Simultaneously, under the watchful eye of Personnel Director D.F. Folger, a refugee from academia also by way of TVA, 10 Family Selection Workers fanned out across the Plateau to identify, screen and recruit potential Homesteaders. “We will spend not less than three months investigating the character, ancestors and life environment of those who are applicants for farms,” Folger told the Crossville Chronicle on January 25, 1934.
“A family and a good name — that’s how you got to the Cumberland Homesteads,” recalls Elizabeth Inman. Project Manager F.O. Clark, a former missionary to the Orient and for 18 years Dean of Agriculture at Berea College, told the Crossville Chronicle, ‘The great and enduring foundation on which this development is to rest is honesty, industry and the proper spirit of cooperation.”
Potential applicants were warned in a leaflet:
Only families that have a reputation of being hardworking, honest, sober and good citizens will be chosen. Those selected must be willing to farm under the supervision of and in cooperation with the Agricultural Advisors. Only families willing to try new ways and who want to learn can succeed. It is absolutely necessary that each family fully cooperate with the management and other families in building a new community and a new way of living. Anyone not willing to work cooperatively for the good of the entire community should not apply.

▶ _RECORD LIST_

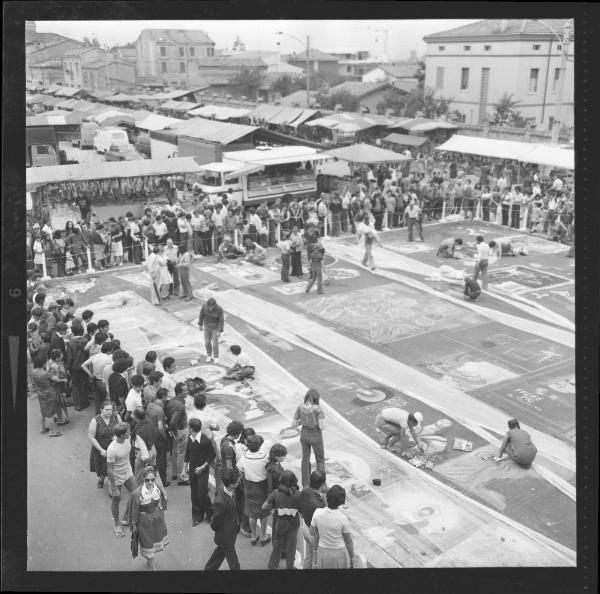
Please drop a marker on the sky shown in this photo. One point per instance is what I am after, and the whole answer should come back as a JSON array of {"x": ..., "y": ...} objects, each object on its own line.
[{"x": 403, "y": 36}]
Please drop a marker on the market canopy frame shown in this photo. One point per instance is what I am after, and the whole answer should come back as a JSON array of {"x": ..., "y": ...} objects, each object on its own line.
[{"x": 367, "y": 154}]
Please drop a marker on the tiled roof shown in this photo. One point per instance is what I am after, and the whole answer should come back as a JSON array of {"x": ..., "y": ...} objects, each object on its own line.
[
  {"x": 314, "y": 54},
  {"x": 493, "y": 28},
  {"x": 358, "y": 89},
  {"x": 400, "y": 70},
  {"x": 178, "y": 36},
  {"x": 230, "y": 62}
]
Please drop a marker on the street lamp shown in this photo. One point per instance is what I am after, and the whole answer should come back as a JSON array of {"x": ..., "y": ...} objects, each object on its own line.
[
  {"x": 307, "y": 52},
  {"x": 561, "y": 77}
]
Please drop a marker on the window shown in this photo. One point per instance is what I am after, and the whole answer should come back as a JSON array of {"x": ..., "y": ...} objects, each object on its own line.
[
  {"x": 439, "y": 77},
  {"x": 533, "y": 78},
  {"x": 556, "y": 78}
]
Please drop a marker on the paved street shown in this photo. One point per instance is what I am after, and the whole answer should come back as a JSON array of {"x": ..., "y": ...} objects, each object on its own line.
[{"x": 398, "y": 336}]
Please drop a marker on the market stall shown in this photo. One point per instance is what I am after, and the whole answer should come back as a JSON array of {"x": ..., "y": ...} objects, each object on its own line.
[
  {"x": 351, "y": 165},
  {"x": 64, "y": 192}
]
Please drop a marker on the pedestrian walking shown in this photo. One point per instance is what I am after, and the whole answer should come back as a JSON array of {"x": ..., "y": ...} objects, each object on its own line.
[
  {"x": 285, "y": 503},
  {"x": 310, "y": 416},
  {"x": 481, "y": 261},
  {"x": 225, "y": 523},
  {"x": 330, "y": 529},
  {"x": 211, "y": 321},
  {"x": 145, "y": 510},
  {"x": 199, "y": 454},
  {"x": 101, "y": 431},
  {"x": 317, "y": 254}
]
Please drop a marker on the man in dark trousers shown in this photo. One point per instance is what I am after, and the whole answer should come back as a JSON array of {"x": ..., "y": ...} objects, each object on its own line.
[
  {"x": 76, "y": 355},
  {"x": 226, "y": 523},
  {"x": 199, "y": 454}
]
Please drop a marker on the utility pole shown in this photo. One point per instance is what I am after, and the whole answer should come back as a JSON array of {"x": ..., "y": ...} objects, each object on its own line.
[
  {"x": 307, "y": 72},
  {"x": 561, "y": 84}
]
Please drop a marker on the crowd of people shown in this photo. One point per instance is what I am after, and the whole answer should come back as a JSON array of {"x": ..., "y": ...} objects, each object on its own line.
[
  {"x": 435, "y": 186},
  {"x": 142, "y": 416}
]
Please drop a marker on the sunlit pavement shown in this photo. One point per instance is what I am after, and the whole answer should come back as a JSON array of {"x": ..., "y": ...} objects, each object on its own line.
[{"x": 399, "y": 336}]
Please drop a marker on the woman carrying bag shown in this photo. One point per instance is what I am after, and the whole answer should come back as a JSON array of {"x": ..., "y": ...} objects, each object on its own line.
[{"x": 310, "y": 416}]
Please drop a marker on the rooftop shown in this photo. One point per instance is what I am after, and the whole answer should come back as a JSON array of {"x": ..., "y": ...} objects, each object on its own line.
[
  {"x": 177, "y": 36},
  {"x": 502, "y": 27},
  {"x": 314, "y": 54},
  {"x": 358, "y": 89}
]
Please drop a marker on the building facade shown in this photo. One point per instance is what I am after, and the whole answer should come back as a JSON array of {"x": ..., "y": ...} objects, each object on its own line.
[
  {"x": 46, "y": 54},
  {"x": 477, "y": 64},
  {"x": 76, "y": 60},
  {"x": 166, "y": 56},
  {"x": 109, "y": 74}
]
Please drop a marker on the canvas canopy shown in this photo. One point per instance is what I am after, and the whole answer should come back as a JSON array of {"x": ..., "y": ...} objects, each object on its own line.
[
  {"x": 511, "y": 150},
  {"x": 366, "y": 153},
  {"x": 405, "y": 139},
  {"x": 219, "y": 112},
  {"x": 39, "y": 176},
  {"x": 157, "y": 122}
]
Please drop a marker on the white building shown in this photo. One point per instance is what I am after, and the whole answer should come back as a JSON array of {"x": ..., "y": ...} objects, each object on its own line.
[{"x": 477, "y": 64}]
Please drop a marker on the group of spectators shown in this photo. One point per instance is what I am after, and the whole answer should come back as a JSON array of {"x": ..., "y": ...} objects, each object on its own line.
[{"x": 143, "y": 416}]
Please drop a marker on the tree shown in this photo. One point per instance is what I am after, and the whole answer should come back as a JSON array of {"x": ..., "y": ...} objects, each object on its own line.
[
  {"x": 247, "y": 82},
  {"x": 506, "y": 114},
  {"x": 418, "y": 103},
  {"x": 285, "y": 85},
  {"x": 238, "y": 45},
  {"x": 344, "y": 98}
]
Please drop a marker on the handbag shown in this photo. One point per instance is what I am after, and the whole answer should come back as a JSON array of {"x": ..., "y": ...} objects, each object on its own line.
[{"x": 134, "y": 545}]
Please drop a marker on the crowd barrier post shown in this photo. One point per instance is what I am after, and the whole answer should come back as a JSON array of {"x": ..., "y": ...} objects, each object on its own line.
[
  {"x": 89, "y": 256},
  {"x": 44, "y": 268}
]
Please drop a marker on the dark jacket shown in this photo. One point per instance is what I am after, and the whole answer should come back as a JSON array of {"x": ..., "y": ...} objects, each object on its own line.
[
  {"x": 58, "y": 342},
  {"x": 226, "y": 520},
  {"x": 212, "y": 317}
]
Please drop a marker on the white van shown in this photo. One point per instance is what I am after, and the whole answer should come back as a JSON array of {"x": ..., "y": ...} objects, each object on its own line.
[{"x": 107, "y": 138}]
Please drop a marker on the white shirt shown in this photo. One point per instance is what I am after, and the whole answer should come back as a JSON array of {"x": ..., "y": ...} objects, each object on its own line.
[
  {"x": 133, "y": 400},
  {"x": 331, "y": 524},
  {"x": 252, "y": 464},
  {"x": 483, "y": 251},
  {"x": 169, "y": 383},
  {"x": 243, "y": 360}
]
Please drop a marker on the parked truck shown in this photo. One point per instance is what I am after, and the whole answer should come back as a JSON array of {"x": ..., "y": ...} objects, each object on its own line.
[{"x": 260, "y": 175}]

▶ _PROBLEMS TO WORK ON_
1. In the passage on the Cumberland Homesteads, how long did Folger say would be spent investigating farm applicants?
2. Write the next part of the passage on the Cumberland Homesteads, picking up after its final sentence.

▶ _SOLVED TASKS_
1. Not less than three months.

2.
These rigorous criteria notwithstanding, it appears that sometimes who you knew was as important as who you were. Everett Pippin was recruited for the Homesteads by one of his former teachers who was working as a Family Selection Worker. Luther Hodge and his Wilder buddies found the Homesteads through the personnel director at TVA’s Norris Dam, who knew Folger from his TVA days. Other Homesteaders were former students of F.O. Clark, friends of Homesteads staffers or were recommended by local businessmen or politicians. And at times Folger could expedite the whole procedure, collapsing three months into three hours.
As one talks with the Homesteaders a familiar experience emerges. Over and over, it is the story of a young family desperate for work and excited by the vision of beginning again and building a new life, recruited because of their “good name,” their reputation for being honest, hard-working, energetic and community-minded, and frequently their demonstrated leadership potential. Always it is the story of moving into the barn, building a community. Men who had never laid a stone became masons; men who had never owned a hammer became carpenters; others similarly learned plumbing, wiring, mechanics, heavy equipment operation.
But, like Eden, Cumberland Homesteads had a flaw: inevitably the hard-working leaders recruited to the Homesteads came into conflict with the utopian ideals of the planners and the bureaucracy of the federal government. From the Homesteaders’ point of view, the bureaucrats saw the project as a comfortable whistle stop on the New Deal gravy train. The opportunists and petty empire builders came from Washington and from the federal regional office in Raleigh with the regularity of the seasons, trying to devise some scheme, according to one who dealt with them, “by which they could justify themselves and perpetuate their jobs.”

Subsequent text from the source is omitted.